# DESCRIPTION OF THE TASK:
Beginning with the line where "Where can the foam" appears, retype every remaining line of the data below, both the first and last included.

* BEGIN *

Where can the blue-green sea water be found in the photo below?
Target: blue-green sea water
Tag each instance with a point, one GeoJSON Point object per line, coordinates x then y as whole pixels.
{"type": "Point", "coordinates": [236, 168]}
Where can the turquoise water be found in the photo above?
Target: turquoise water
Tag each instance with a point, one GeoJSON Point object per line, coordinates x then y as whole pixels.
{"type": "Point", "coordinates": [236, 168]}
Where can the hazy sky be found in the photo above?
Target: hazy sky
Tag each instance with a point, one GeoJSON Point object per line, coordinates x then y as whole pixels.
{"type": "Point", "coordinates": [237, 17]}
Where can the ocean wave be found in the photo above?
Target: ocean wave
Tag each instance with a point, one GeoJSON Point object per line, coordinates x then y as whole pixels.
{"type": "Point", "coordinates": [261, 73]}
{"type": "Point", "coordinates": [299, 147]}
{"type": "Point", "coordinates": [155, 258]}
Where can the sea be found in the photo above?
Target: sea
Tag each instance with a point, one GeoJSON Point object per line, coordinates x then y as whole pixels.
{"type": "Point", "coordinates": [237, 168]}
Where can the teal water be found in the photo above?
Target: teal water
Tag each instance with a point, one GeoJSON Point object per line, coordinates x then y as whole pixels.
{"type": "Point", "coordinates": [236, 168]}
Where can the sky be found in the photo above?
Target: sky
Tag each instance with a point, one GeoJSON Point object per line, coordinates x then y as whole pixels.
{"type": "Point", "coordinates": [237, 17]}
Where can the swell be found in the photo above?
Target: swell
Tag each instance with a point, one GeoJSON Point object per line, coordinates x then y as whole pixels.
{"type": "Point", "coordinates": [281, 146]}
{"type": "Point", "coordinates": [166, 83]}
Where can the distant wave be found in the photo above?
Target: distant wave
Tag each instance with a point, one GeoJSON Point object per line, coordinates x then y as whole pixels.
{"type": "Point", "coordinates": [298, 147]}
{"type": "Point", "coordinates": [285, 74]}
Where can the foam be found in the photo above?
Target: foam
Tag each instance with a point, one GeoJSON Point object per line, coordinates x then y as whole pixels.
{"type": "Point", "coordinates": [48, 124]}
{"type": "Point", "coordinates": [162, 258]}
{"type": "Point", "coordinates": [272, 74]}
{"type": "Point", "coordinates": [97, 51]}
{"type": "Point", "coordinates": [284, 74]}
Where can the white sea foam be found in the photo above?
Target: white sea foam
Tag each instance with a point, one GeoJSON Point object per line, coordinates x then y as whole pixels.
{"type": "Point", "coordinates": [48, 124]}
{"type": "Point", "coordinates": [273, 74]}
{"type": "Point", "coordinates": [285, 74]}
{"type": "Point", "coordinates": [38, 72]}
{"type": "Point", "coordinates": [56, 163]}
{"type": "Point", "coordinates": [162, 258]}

* END *

# CORRECT RESPONSE:
Where can the foam be found in the photo above?
Target: foam
Tag each instance with a point, one GeoJSON Point object per line, coordinates x then y as whole pixels.
{"type": "Point", "coordinates": [48, 124]}
{"type": "Point", "coordinates": [162, 258]}
{"type": "Point", "coordinates": [272, 74]}
{"type": "Point", "coordinates": [97, 51]}
{"type": "Point", "coordinates": [284, 74]}
Where can the white sea foam be found in the photo above?
Target: white sea foam
Tag each instance with a point, one GeoJSON Point object per line, coordinates x then y as whole pixels.
{"type": "Point", "coordinates": [48, 124]}
{"type": "Point", "coordinates": [273, 74]}
{"type": "Point", "coordinates": [285, 74]}
{"type": "Point", "coordinates": [38, 72]}
{"type": "Point", "coordinates": [56, 163]}
{"type": "Point", "coordinates": [162, 258]}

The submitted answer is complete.